Whenever the string "Target" turns up in a line below, that line should be copied.

EXERCISE MATERIALS:
+--

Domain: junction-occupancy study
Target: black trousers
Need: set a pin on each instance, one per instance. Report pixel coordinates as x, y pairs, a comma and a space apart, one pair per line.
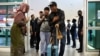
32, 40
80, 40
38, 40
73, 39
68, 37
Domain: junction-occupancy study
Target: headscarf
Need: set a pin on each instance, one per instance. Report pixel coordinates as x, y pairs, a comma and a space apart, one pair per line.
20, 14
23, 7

+--

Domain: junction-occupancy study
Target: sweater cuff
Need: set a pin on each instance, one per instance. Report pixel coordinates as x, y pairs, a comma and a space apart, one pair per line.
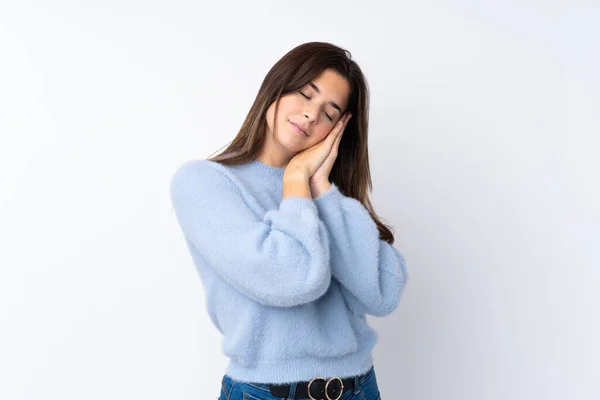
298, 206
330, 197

+--

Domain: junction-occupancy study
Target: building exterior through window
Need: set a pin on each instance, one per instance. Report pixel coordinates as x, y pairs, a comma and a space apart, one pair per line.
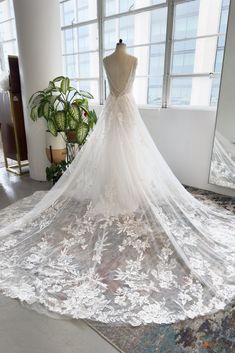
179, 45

+--

RESPONSE BELOW:
Target: black trousers
Target: headscarf
Target: sweater cuff
Target: building exterior through window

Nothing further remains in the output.